(Records from a point labeling set)
++++
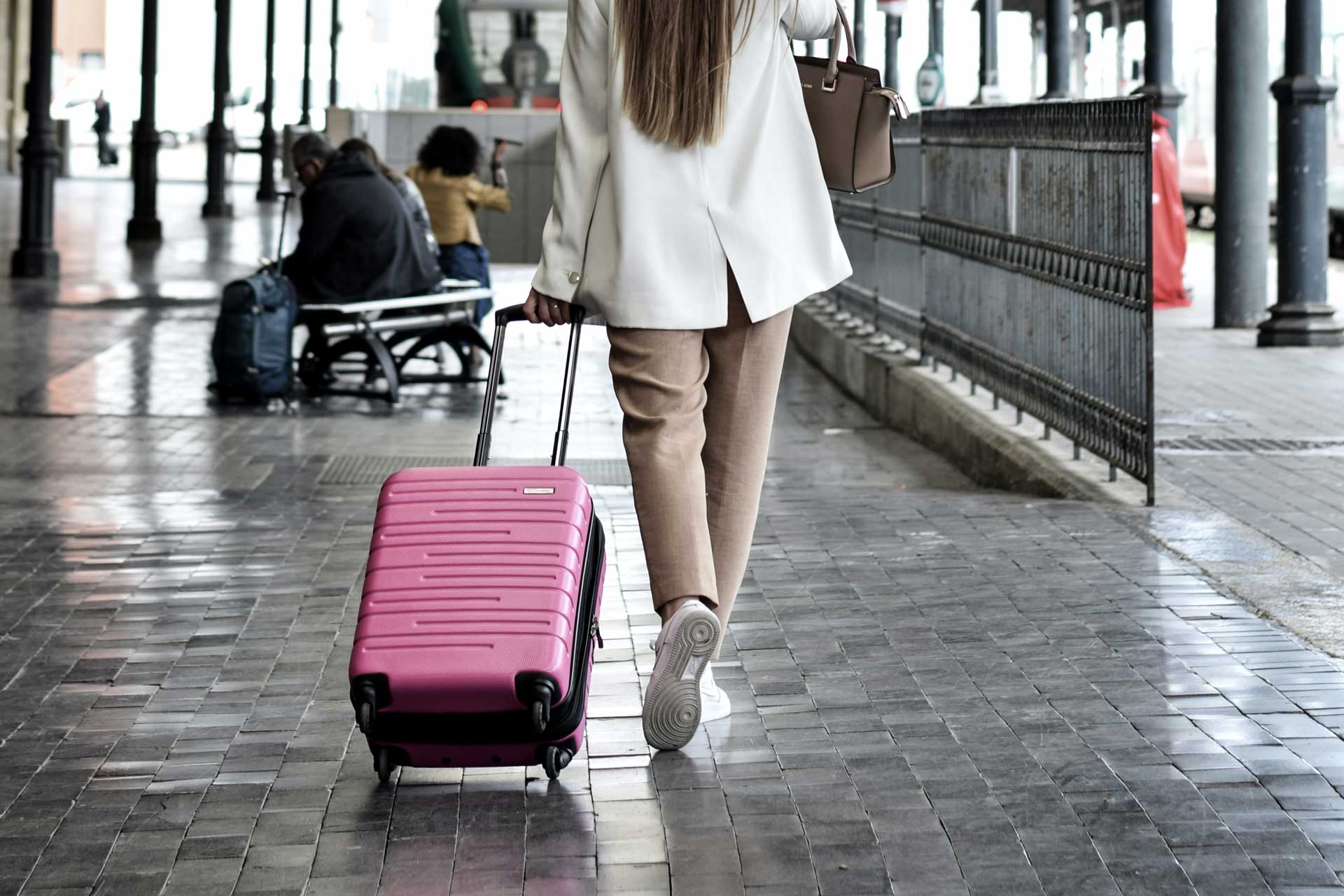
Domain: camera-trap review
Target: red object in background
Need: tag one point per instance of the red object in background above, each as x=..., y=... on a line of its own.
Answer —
x=1168, y=222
++++
WRITTEN EXERCISE | Reproduce every line of the records above, requests included, but scale each x and y coordinate in the answers by 2.35 and round it to a whole number, rounding halves up. Leave the pictures out of your reply.

FINAL RESULT |
Domain: camera-trap review
Target: red object in background
Need: tag one point per instance of the red object in background above, each as x=..., y=... on a line of its own.
Answer —
x=2745, y=522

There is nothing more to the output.